## Begin Material for the task
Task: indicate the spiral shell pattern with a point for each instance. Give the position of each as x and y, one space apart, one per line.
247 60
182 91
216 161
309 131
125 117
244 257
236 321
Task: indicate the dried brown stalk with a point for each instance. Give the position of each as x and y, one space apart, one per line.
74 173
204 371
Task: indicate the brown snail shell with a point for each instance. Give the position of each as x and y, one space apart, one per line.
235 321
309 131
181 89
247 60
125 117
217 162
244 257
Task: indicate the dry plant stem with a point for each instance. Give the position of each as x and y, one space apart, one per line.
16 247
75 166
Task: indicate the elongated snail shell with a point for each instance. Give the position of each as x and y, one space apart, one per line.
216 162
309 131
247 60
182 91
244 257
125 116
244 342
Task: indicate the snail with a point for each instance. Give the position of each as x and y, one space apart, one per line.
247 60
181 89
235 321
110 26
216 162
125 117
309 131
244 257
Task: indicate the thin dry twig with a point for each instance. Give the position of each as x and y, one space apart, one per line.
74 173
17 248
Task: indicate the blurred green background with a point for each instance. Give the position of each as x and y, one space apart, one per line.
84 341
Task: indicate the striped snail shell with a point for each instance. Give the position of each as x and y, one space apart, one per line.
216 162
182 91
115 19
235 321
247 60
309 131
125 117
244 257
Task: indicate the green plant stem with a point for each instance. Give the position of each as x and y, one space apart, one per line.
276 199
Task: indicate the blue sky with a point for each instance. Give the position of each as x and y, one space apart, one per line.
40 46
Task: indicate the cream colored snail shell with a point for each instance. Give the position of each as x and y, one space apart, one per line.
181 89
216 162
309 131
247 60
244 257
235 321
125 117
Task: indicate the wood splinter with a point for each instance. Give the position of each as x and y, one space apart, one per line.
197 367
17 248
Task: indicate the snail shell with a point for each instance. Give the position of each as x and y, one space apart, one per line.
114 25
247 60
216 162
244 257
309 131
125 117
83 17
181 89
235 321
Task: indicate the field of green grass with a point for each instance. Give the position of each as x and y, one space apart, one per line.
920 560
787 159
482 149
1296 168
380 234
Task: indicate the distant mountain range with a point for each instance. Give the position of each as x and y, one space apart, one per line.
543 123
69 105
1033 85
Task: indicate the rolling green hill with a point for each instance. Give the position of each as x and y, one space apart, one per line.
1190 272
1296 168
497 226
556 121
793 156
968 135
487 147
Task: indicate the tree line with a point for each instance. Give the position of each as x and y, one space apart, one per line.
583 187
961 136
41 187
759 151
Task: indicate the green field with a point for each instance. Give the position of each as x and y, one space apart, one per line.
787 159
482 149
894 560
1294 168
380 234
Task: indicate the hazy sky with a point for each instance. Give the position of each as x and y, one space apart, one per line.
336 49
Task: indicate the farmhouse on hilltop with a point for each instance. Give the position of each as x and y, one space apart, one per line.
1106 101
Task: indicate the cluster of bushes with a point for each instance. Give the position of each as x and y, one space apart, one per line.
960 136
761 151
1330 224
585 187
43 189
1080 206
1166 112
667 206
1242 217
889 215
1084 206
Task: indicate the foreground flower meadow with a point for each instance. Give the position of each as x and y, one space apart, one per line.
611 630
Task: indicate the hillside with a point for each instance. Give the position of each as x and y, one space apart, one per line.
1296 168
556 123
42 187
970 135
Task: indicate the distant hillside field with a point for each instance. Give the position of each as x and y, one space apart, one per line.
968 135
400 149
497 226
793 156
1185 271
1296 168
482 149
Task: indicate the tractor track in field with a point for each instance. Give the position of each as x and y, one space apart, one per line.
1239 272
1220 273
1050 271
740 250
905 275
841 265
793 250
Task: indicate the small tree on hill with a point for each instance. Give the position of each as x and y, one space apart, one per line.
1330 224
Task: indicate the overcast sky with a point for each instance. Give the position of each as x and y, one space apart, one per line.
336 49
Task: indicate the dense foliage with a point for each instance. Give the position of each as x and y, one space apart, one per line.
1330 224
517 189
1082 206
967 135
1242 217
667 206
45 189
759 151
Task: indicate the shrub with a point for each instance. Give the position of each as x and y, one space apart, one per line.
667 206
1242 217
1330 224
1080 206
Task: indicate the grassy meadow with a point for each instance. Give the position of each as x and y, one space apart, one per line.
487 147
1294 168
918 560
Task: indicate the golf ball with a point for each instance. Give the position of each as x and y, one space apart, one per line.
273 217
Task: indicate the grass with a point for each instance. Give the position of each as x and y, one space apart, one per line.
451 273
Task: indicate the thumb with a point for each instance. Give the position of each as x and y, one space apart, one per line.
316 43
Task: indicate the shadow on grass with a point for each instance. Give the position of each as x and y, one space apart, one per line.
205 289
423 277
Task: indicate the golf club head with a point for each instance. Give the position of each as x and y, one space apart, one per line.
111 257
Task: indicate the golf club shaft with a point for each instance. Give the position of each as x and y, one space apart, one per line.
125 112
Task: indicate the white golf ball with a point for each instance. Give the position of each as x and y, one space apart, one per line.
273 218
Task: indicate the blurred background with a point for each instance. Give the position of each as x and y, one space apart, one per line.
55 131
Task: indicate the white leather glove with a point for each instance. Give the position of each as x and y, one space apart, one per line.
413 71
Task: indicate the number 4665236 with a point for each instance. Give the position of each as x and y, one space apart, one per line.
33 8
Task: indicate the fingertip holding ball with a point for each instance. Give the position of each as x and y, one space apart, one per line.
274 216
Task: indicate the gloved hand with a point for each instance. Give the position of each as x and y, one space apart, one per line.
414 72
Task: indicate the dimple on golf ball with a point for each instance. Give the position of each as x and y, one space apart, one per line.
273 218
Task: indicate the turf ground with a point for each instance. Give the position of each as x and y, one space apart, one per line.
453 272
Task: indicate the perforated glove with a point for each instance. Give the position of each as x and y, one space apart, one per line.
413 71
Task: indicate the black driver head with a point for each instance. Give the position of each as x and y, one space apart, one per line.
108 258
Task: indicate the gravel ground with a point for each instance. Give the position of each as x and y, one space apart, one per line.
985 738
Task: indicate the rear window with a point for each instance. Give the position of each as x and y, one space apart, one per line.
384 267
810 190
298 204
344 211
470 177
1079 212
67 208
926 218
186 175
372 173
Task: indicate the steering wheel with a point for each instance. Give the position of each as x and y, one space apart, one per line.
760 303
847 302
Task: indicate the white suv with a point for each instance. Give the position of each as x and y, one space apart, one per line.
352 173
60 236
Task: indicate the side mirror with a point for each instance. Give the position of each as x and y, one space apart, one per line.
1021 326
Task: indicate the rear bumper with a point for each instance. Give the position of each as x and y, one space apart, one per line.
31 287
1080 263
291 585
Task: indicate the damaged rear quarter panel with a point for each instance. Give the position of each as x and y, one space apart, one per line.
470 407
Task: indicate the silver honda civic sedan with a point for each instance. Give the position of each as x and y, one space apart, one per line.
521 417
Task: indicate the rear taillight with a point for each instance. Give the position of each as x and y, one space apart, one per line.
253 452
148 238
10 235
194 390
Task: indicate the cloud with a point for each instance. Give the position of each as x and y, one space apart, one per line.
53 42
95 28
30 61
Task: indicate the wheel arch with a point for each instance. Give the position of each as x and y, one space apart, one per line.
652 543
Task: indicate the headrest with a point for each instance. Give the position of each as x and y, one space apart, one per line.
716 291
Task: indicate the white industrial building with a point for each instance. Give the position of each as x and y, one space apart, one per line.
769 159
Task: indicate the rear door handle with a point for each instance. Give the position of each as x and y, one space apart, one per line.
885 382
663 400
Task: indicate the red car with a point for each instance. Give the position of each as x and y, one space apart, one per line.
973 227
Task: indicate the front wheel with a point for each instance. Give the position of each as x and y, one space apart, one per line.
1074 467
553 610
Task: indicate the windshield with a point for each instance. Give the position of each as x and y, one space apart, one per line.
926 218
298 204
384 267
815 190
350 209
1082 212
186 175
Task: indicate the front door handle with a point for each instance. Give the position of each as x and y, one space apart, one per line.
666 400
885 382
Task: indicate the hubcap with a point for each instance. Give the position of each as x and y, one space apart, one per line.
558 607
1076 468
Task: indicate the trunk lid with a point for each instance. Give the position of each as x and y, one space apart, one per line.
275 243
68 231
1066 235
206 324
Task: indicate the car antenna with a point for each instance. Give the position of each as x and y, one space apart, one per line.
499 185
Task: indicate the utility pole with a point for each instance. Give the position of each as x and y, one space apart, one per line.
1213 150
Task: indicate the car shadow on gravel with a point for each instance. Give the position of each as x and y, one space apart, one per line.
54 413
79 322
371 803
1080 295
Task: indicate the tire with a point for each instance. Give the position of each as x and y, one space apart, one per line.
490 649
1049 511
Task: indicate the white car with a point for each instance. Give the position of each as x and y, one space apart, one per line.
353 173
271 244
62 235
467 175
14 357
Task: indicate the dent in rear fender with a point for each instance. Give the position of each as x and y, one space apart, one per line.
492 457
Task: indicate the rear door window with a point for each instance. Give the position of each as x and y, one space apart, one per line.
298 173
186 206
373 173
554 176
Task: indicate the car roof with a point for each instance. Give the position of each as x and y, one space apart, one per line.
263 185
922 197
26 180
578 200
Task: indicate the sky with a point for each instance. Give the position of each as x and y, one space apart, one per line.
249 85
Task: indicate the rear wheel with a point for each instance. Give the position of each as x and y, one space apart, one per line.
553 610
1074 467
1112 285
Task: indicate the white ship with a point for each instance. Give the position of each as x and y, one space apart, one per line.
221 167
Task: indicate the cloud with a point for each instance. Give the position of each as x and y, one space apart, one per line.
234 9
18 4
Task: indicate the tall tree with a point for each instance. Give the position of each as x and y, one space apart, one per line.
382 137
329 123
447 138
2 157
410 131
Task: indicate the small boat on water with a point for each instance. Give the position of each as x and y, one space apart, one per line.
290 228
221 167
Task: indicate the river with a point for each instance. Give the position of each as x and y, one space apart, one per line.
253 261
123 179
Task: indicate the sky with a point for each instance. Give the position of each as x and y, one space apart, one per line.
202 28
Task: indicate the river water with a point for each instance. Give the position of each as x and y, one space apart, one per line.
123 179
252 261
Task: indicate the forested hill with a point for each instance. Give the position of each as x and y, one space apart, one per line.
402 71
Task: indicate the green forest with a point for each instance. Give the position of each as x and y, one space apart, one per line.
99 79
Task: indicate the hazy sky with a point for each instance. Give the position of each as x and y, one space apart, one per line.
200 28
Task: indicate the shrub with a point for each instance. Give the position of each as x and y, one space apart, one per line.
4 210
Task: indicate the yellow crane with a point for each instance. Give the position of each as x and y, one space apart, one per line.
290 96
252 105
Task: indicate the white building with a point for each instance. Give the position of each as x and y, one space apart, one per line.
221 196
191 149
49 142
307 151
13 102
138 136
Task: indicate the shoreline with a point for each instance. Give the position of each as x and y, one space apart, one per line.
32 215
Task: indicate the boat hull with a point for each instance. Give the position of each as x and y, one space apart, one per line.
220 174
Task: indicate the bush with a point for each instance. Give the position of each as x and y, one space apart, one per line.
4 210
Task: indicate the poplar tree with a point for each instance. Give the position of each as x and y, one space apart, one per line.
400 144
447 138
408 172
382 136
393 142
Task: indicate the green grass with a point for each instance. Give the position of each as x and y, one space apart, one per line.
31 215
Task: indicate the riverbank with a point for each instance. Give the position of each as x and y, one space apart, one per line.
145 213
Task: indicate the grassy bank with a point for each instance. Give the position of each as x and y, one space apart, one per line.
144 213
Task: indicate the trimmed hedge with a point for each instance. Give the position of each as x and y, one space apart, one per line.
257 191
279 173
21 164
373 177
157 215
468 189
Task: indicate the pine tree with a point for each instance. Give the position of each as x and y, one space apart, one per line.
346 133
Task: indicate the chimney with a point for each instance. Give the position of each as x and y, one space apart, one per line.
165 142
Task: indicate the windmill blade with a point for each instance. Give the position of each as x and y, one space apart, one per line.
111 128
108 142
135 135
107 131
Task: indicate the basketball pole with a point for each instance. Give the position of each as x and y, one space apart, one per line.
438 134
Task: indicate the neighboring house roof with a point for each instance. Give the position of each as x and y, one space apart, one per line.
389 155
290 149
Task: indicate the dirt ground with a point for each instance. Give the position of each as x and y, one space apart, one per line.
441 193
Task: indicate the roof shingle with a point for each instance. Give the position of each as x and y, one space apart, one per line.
## End Material for the task
Given problem:
Locate the line that contains "Task: indicate the bush". Repeat it and every line after it, up to and including the final line, exactly.

Output:
Task: indicate the bush with a point for each instance. Give the position of each as x and y, one space apart, one per line.
4 210
Task: indicate the poplar tree with a point for each instance. Give the position of each as x and y, one space apart, one per line.
400 144
447 138
408 172
382 136
393 142
Task: indicate the green grass with a point for each instance. Give the position of each as x and y, one space apart, one per line.
31 215
Task: indicate the riverbank with a point for each instance. Give the position of each as x and y, one space apart, one per line.
145 213
Task: indicate the grassy bank with a point for each instance. Give the position of each as x and y, one space apart, one per line.
144 213
Task: indicate the trimmed hedge with a point for each instance. Give the position of each as x and y, one space apart, one per line.
257 191
279 173
21 164
373 177
157 215
468 189
Task: indicate the pine tree with a point for each instance. Give the position of each as x and y, one space apart, one per line.
346 133
Task: indicate the chimney with a point for each instance. Give the position of each as x and y, one space apart, one per line.
165 142
Task: indicate the windmill blade with a point for each instance. Give the position of each as x and y, one space apart, one per line.
111 128
108 142
135 135
107 131
Task: indicate the basketball pole with a point for each instance. Give the position of each as x and y, one space apart, one per line.
438 134
Task: indicate the neighboring house roof with a point for each instance. Give the position of each as x and y, one space apart, one per line.
389 155
290 149
Task: indicate the dirt ground with a point for each instance. Give the position of each as x and y, one space apart, one per line.
441 193
Task: indicate the roof shingle with a point for each instance. Give the position of each as x and y, one space apart, one per line.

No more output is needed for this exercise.